=== THE TASK ===
Retype the whole listing exactly. Leave out pictures.

=== THE INPUT ===
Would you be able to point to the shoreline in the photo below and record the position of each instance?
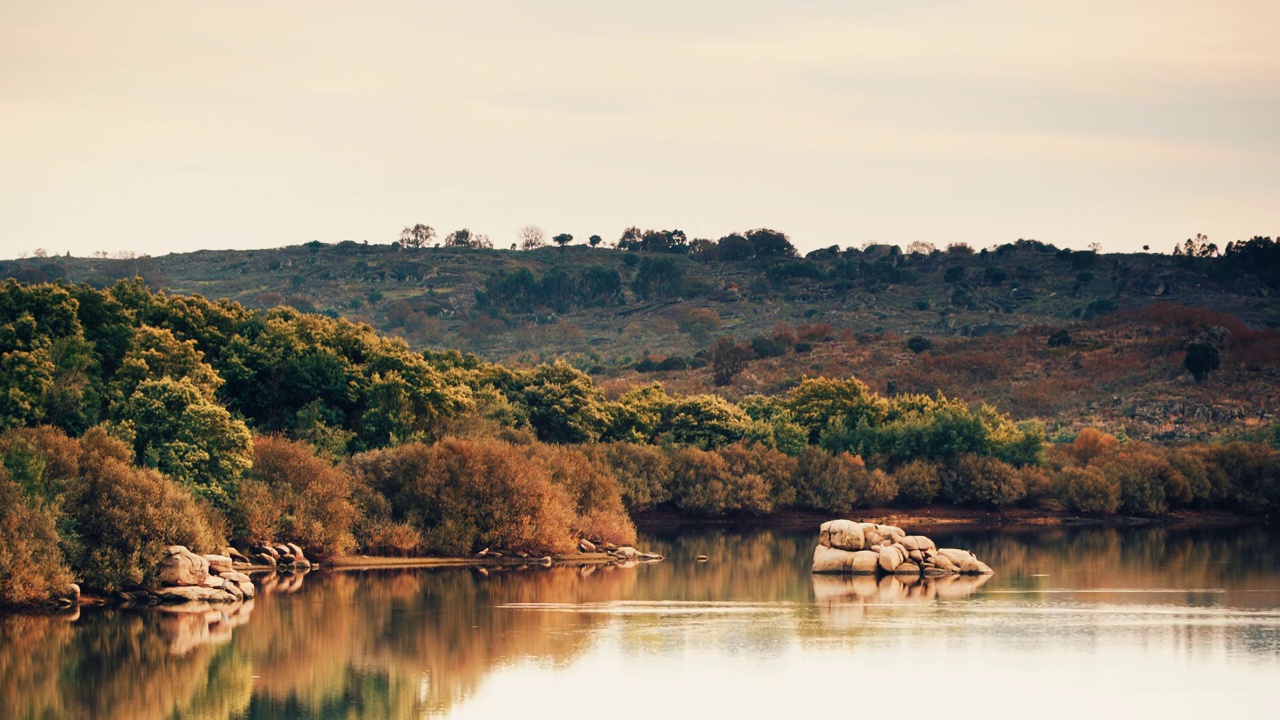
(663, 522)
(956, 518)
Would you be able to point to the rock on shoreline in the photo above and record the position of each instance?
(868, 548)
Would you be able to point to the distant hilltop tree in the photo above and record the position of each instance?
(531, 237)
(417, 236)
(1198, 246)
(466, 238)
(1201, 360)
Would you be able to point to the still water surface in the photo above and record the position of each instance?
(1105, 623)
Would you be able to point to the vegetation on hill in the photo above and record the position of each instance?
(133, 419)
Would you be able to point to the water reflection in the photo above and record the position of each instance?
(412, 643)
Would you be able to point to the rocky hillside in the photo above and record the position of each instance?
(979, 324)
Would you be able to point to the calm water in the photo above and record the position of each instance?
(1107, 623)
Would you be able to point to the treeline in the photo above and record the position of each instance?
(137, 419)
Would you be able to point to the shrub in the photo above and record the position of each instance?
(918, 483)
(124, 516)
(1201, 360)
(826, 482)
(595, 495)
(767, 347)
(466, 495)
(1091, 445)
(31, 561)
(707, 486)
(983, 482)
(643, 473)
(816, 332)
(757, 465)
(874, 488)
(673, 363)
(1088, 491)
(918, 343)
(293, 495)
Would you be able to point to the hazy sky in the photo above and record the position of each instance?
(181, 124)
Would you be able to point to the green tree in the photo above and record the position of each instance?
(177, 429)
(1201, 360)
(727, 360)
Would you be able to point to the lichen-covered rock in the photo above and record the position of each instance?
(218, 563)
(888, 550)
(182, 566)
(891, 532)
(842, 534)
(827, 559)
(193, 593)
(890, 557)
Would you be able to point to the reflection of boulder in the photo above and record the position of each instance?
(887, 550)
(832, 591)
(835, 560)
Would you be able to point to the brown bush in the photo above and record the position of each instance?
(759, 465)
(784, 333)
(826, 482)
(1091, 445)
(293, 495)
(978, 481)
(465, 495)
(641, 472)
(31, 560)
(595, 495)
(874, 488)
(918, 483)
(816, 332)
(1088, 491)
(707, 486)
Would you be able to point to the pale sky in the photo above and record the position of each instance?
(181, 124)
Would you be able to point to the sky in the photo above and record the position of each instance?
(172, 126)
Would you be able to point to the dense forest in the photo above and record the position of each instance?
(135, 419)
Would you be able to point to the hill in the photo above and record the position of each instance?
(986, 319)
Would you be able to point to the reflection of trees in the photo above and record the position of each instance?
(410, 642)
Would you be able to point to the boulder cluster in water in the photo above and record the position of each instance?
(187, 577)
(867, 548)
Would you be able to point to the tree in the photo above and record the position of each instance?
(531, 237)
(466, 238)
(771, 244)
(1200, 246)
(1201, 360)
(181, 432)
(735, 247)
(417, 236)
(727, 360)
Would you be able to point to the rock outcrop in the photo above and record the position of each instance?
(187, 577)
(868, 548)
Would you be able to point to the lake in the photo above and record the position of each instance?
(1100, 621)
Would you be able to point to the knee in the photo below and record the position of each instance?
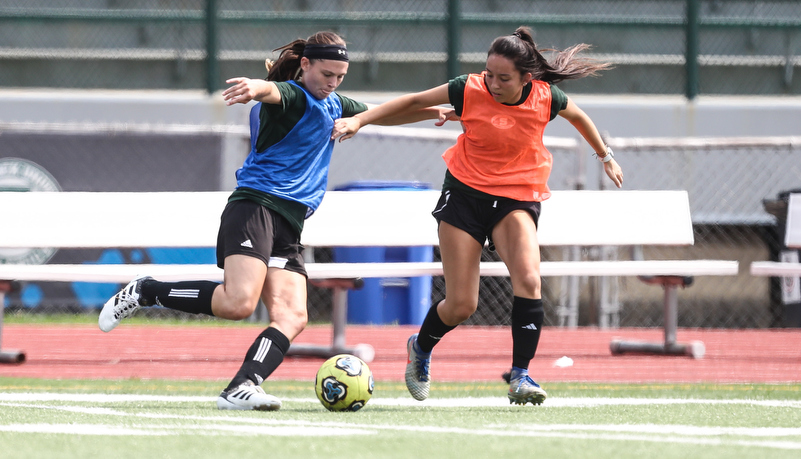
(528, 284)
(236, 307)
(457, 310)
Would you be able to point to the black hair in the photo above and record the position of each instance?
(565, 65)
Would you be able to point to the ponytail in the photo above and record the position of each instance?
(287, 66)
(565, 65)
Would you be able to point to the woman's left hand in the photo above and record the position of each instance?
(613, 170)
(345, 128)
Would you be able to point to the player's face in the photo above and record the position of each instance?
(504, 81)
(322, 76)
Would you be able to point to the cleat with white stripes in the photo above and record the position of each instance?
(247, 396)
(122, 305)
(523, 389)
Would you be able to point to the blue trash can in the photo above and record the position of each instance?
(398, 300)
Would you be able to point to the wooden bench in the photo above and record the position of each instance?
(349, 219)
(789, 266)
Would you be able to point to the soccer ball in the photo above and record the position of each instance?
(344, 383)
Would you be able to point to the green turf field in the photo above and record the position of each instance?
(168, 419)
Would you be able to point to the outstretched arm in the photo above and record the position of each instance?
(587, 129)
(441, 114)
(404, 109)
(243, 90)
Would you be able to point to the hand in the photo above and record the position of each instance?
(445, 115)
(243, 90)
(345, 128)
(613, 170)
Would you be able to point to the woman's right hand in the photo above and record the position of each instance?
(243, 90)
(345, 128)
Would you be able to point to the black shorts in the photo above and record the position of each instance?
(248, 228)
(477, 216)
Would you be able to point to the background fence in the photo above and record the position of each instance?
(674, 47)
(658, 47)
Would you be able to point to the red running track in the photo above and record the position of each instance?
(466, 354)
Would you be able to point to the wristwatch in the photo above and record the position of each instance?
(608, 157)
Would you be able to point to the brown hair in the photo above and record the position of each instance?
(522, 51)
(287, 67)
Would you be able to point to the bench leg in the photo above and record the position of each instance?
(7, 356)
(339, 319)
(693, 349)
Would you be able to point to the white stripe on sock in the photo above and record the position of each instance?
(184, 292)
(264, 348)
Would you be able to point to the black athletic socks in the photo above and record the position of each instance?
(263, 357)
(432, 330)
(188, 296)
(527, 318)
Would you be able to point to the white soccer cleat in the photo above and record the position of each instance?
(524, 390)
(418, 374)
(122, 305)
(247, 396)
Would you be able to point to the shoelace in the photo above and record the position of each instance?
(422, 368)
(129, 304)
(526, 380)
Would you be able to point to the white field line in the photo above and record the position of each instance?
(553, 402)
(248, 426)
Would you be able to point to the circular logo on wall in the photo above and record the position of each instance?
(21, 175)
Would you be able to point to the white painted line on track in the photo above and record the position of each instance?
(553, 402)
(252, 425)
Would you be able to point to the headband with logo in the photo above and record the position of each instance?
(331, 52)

=== EXERCISE RESPONSE ===
Would you be able to point to the shoreline in the photo below and record the position of each instance?
(663, 522)
(956, 518)
Would you be able to point to the rock on shoreline in the photo above and record the position of each instance?
(868, 548)
Would you be able to point to the distant hilltop tree in the photo above and record the position of each instance?
(531, 237)
(417, 236)
(1198, 246)
(466, 238)
(1201, 360)
Would you be able to point to the still water surface in the photo above and record the position of each instance?
(1105, 623)
Would you be able to point to the vegetation on hill in the photo above and record the position of each instance?
(133, 419)
Would you be able to point to the water reflection in the photo above and record the position of each instance?
(412, 643)
Would you be able to point to the rocky hillside in the photo above and record the position of each instance?
(979, 324)
Would you be able to point to the calm water in the photo above and record the position of each instance?
(1107, 623)
Would you be able to point to the treeline in the photo above and record the position of each instance?
(137, 419)
Would you be able to point to the shrub in the photo above and record the position of each instance?
(918, 483)
(124, 516)
(1201, 360)
(826, 482)
(595, 495)
(767, 347)
(466, 495)
(1091, 445)
(31, 561)
(707, 486)
(983, 482)
(643, 473)
(816, 332)
(757, 465)
(874, 488)
(673, 363)
(1088, 491)
(918, 343)
(293, 495)
Would you be able to point to the hazy sky in the photo above and record the position of each instance?
(181, 124)
Would you be able to point to the green tree in the photo above and record the position of each instance?
(177, 429)
(1201, 360)
(727, 360)
Would you be able to point to the lichen-covered rock in the photo above and record the position of each instance?
(218, 563)
(888, 550)
(182, 566)
(891, 532)
(842, 534)
(827, 559)
(193, 593)
(890, 557)
Would you be able to point to the reflection of boulder in the photo above and record the position of each instance?
(887, 550)
(832, 591)
(835, 560)
Would you be able to point to the brown bush in the photo above and record the position of each instance?
(759, 465)
(784, 333)
(826, 482)
(1091, 445)
(293, 495)
(978, 481)
(465, 495)
(641, 472)
(31, 560)
(595, 495)
(874, 488)
(918, 483)
(816, 332)
(1088, 491)
(707, 486)
Would you be able to point to the pale sky in the photo above and record the position of each instance?
(181, 124)
Would you be able to point to the sky in the photo above and record the position of each instance?
(172, 126)
Would you be able to point to the dense forest in the photo above and record the position of each instance?
(135, 419)
Would you be able to point to the hill in the photo above and record the position of each instance?
(986, 319)
Would you be able to point to the reflection of trees in the photo above and record the position of each instance?
(410, 642)
Would you be able to point to the boulder cluster in water in the photo above and record the position of each instance?
(187, 577)
(867, 548)
Would you be able to point to the tree in the photo above and record the position of each instance?
(531, 237)
(466, 238)
(771, 244)
(1200, 246)
(1201, 360)
(181, 432)
(735, 247)
(417, 236)
(727, 360)
Would you be able to point to the rock outcrop in the photo above and record the position of each instance?
(187, 577)
(868, 548)
Would you be able to point to the lake in the photo above and record the position of each instance?
(1100, 621)
Would you be able to point to the knee in the photo below and record the position of each instance?
(528, 284)
(236, 307)
(457, 310)
Would you be able to point to the black hair in the photo above and record the position of each instance?
(565, 65)
Would you be able to point to the ponytail in the photo above and record the position of each instance?
(287, 66)
(565, 65)
Would you be able to point to the woman's left hand in the photo above and record the position of each instance?
(613, 170)
(345, 128)
Would you be able to point to the player's face in the photo above and record the position of each instance?
(504, 81)
(322, 76)
Would you be able to point to the cleat with white stripes in the photo above and record the position of each instance?
(247, 396)
(122, 305)
(523, 389)
Would you be able to point to the blue trash can in the photo above and record the position of each instance?
(398, 300)
Would you be able to point to the wooden bench in the photo above and record the position of each instance?
(349, 219)
(789, 266)
Would you be able to point to the soccer ball in the photo above and record the position of each instance?
(344, 383)
Would you be able to point to the green turf field in the photo above and record the position of each instance?
(168, 419)
Would you be able to point to the outstretched arm in the photo above and record the position of each instance?
(587, 129)
(441, 114)
(404, 109)
(243, 90)
Would you be able to point to the hand in the photo above and record the position of each instance?
(445, 115)
(243, 90)
(345, 128)
(613, 170)
Would you be able to point to the woman's right hand in the photo above and record the position of each instance?
(243, 90)
(345, 128)
Would you be able to point to the black shorts in the photo above and record the position of each instance?
(248, 228)
(477, 216)
Would you be able to point to the background fence in the photo above and record the position of each instance?
(674, 47)
(658, 47)
Would you be able to point to the red running track in the photo above and record the position of each instance?
(466, 354)
Would you be able to point to the wristwatch in the photo above and record the position of each instance?
(608, 157)
Would you be able to point to the brown hair in the photo above and record the position of each instance?
(522, 51)
(287, 67)
Would you be able to point to the bench leg in the photo above and record the position of each instance?
(7, 356)
(339, 319)
(693, 349)
Would you be able to point to the white stripe on sock in the photo above and record the position of each instance?
(184, 292)
(264, 348)
Would you be able to point to the black athletic socks in the photo above and record the position of each instance?
(263, 357)
(432, 330)
(188, 296)
(527, 318)
Would you be able to point to the white soccer cleat in the photo above and record the position of each instance?
(524, 390)
(418, 374)
(122, 305)
(247, 396)
Would you be able to point to the shoelace in the photo above and record the position of each instance?
(422, 368)
(129, 304)
(526, 380)
Would you be able to point to the white field line in the photo above and record the position of each instance?
(553, 402)
(248, 426)
Would you be able to point to the circular logo on wall in the photo above and record the position of each instance?
(21, 175)
Would you be able to point to the white painted line on track in the photo above and record the position of each instance?
(553, 402)
(252, 425)
Would you be able to point to the headband with logo in the photo above and record the position of each instance?
(331, 52)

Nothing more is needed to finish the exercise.